## Exercise requirements
A: Please write out everything in the story of Christina Brodie's cancer treatment from "After 35 years" down to "her chest wall.".
B: Extend the story of Christina Brodie's cancer treatment, starting right after its last sentence.

*** Opening Page excerpt ***

A Healing Journey
February 7, 2014 by Sarah Jenkins
Cancer treatment offers Christina Brodie a second
— and more rewarding — chance at life
Originally published in the Salina Regional Health Center “Health Beats” issue for Winter 2014
Story and photos provided by Salina Regional Health Center
Christina Brodie had come to Kansas to pursue a greater calling in life.
After 35 years in advertising and becoming a vice president with a major global agency in New York City, she gave up most of her possessions to become an unpaid volunteer and start a new ministry helping impoverished families through the Sisters of St. Joseph in Concordia.
Just months after settling at the Manna House of Prayer and launching her program, Hands Across Our Community, she felt a lump on her breast next to her chest wall.
“I’d had a complete physical before moving out here, but nothing turned up,” Brodie says. “I didn’t know what to do, so I searched online and came across the Tammy Walker Cancer Center and sent an email through the hospital’s website.”
Within an hour of sending the request she received a return email from the patient navigator at the Cancer Center, Lynn Marshall, who helped her get an appointment for a mammogram at Salina Regional’s Outpatient Imaging and Breast Diagnostic Center.
A mammogram, a sonogram and an eventual biopsy would confirm Brodie indeed had stage 3 breast cancer. She elected to have a double mastectomy performed by Salina Regional Surgical Associates surgeon Dwane Beckenhauer, MD.
Throughout the diagnosis and initial treatment Marshall kept close tabs on Brodie and informed her that she might be a candidate for a clinical trial that was open to patients with her specific type of breast cancer.
The Tammy Walker Cancer Center’s affiliation with the University of Kansas (KU) Cancer Center through the Midwest Cancer Alliance gives local patients access to many of the latest clinical trials available at KU.
Clinical trials are available to treat many forms of the disease, including lung, gastrointestinal, genitourinary, breast and other cancers. The trials use some of the newest drugs on the market to combat the disease and often use standard-of-care drugs in different combinations and doses than nontrial patients might receive. Trials are also available for screening and prevention of varying forms of cancer.
“Many people and some physicians have a misconception that clinical trials are something you turn to as a last-ditch effort,” says Melanie Leepers, clinical trials nurse and cancer services director at the Tammy Walker Cancer Center. “Clinical trials really offer some of the most promising options for a cure. Since these treatments are experimental, there are more sets of eyes watching a patient’s care. Many people on clinical trials find they’re really receiving the best care.”

*** Closing Page excerpt ***
*** Opening Data listing ***

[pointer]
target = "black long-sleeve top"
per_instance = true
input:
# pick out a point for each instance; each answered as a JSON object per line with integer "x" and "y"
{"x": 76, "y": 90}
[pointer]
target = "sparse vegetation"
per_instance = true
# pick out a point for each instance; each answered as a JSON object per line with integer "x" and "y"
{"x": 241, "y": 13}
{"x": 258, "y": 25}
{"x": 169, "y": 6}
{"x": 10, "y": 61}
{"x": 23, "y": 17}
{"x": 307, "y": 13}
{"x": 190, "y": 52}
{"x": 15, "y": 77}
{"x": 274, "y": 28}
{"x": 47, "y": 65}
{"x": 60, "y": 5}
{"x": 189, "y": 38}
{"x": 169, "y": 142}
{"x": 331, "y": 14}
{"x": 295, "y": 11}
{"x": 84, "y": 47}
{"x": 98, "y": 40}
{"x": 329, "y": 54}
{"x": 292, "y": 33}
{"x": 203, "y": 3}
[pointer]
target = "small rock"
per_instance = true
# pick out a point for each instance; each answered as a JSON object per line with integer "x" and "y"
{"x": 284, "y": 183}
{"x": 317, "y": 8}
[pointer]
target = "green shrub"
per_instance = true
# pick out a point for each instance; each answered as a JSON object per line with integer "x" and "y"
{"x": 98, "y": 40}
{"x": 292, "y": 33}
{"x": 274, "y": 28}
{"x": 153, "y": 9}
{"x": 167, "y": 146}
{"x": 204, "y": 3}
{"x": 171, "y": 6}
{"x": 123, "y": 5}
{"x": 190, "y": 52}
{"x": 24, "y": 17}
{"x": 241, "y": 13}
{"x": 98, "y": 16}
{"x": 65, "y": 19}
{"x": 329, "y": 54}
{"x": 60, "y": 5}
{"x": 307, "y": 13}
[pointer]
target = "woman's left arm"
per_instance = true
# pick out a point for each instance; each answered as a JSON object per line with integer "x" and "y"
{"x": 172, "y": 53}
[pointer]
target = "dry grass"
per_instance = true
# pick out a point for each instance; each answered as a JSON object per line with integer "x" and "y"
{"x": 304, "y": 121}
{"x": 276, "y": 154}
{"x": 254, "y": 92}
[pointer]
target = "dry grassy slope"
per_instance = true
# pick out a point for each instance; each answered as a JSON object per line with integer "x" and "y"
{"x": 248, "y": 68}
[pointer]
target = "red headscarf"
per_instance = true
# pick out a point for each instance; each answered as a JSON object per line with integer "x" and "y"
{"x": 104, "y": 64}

*** Closing Data listing ***

## Results of the exercise
A:
After 35 years in advertising and becoming a vice president with a major global agency in New York City, she gave up most of her possessions to become an unpaid volunteer and start a new ministry helping impoverished families through the Sisters of St. Joseph in Concordia.
Just months after settling at the Manna House of Prayer and launching her program, Hands Across Our Community, she felt a lump on her breast next to her chest wall.

B:
Brodie’s trial used an experimental combination of drugs, one of which was known to cause potential side effects to the heart.
“I knew that my heart was in good shape and I knew there would be careful monitoring throughout my chemo, so I didn’t feel that there was a need to be overly concerned,” Brodie says. “Melanie was real authentic and compassionate when explaining the options. I came to the conclusion that it was a logical choice for me. If I could help others down the road through participating in this research, I would do it.”
Six months of chemo were followed by two months of radiation. Brodie experienced minimal side effects throughout treatment and was able to launch her pilot project helping at-risk families in Concordia. Hands Across Our Community provides families with life- and work-skill information and then pairs them with one-on-one coaches to teach them how to set and achieve goals and become financially self-sufficient.
“I lost my hair and felt fatigued and nauseated, but my symptoms were very mild compared to what others experience,” Brodie says. “I was very fortunate. The support of the Sisters and the staff at Tammy Walker, and my work with families in our program allowed me to keep a positive attitude.
“I feel like I was led to Kansas for a lot of reasons,” Brodie says. “Watching families make gradual improvements in the right direction and seeing the twinkle in their eyes when they see the right path is gratifying. Coming from back east, I can’t believe I would have gotten the kind of care and compassion I found from all the staff at Tammy Walker.”